• **Text section**

The argument against torture is slipping away from us. In fact, I’m getting the sinking feeling that it’s over. What was once taboo is now publicly acknowledged as completely acceptable by many people. Indeed, disapproval of torture is now being characterized as a strictly partisan issue, like welfare reform or taxes.

Here’s a representative exchange from Chris Matthews today in a discussion of whether or not it’s a political problem for Nancy Pelosi to be seen as knowing about torture:

Chris Cillizza: There was a poll a week or two ago, an independent poll, a media poll that asked people whether what had gone on a Gitmo was torture and by a large majority people said yes. The next question was did they think that those techniques would be necessary in certain circumstances and a slimmer, but still more people said yes than no so you have this weird disconnect. People do think it is torture, but they feel like if it yeilds results that it’s the right thing to do, so this is tough especially as it relates to the Democratic Party base which clearly believes that this is something that is wrong, wrong, wrong.

Matthews: (to Harold Ford) … You seem to be suggesting you can’t be both tough as nails and at the same time looks as if you worry about human rights violations. Is that a problem or not?

Harold Ford: No I … Eric Holder said this best when referring to the Ted Stevens case in the aftermath when they said they wouldn’t move forward when they said the United States would not move forward. He said the most important thing in the justice department is not winning, it is justice.

• **Problem set**
**a.** List every person the text on torture names.
**b.** Please continue the text on torture, starting after its last sentence.
The lines that come next are separate material and have nothing to do with the text on torture.

• **Data for review**

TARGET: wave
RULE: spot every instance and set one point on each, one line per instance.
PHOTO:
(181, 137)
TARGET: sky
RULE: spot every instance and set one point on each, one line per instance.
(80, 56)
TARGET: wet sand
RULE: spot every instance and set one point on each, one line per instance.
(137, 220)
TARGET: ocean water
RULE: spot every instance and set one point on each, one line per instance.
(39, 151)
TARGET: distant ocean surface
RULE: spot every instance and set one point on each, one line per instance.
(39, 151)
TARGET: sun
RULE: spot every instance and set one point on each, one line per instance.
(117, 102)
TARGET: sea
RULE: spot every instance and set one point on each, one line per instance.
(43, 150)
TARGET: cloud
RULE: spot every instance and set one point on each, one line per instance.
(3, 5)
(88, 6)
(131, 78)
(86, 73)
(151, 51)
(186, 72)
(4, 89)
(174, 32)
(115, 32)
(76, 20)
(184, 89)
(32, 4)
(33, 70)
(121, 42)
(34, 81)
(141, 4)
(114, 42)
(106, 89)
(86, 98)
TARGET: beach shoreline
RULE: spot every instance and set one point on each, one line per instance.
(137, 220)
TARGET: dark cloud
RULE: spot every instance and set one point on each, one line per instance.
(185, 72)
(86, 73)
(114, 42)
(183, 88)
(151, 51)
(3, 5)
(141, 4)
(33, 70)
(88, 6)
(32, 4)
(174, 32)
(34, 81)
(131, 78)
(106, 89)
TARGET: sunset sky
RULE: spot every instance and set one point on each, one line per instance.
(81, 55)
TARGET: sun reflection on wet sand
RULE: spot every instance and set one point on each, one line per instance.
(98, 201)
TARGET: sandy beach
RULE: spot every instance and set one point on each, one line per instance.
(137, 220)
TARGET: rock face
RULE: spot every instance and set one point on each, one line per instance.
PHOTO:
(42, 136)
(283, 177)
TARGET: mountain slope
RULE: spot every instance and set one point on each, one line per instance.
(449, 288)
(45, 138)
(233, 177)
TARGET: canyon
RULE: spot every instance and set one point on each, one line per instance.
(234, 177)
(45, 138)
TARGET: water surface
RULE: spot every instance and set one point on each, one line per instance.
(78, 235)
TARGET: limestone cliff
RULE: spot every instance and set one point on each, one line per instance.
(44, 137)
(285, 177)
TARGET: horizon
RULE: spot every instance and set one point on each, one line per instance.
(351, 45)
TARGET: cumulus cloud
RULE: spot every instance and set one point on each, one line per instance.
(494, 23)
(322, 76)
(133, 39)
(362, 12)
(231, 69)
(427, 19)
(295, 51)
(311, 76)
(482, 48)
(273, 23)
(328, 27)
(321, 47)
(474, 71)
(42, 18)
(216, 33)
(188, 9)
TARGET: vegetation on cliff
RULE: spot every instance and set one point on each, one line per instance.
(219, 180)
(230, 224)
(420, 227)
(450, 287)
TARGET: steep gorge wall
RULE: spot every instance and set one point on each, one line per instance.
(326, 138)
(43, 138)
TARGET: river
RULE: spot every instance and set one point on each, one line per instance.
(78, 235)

• **Task-by-task results**
**a.** Chris Matthews, Nancy Pelosi, Chris Cillizza, Harold Ford, Eric Holder, Ted Stevens

**b.**
So, in this sense, I think having the conversation about what happened at Guantanamo Bay, and I’m not as outraged as some about it, because I think some of those techniques were enhanced and might have risen to a level of torture, you have to remember when this was occurring, this was 2002 and 2003. The country was in a different place and a different space and if you were to say to me as an American, put aside my partisanship, that we have an opportunity to gain information that would prevent the destruction of an American city to prevent killings in an American city, and we have to use certain techniques, I’m one of those Americans who would have voted acertain way Chris in that polling that said it might have been torture, but I’m not as outraged.

Matthews: wait, wait. You are veering into Cheney country here.

Ford: no, no, no

Matthews: … the destruction of an American city? What evidence did you ever have that the enemy had a nuclear weapon that could blow up an American city? That’s Cheney talk. That’s what he uses to justify torture. We have no evidence that any enemy of ours had a nuclear weapon.

Ford: No, no. I said if thousands of people in America … we can play the game of associating me with one person or another. I’m just saying ..

Matthews: No but you said blow up an American city. What are you talking about?

Ford: In 2002, 2003, remember where America was. You remember our mindset. If the American people were told that there were those that might have been held at Guantanamo Bay that might have had information, after our country was attacked on 9/11, I’m certain that people would have wanted them to take those, take certain steps. I’m not arguing at all that there was evidence that that would have happened, yet Cheney has said that he hopes that all the data is released and then maybe we’ll have an opportunity to see that.

Now it’s true that Matthews challenged Ford, but as per usual he misses the point. He thinks the problem with Ford’s point is that he used the ticking time bomb scenario when what he actually said was that the country’s “mindset” determined the limits (or lack thereof) to what it could do. And ironically, Matthews off point challenge actually forced Ford to lower the stakes even more and admit that he thinks torture is justified pretty much any time people felt threatened.

Some of this probably Ford’s reflexive, phony identification with “the middle” which he perceives on this topic as being pro-torture on the basis of the poll Cilizza cited. And sadly, that poll is reflective of the fact that people are starting to feel that it’s not just ok to publicly support torture, but that opposing it is nothing more than dopey DFH politics.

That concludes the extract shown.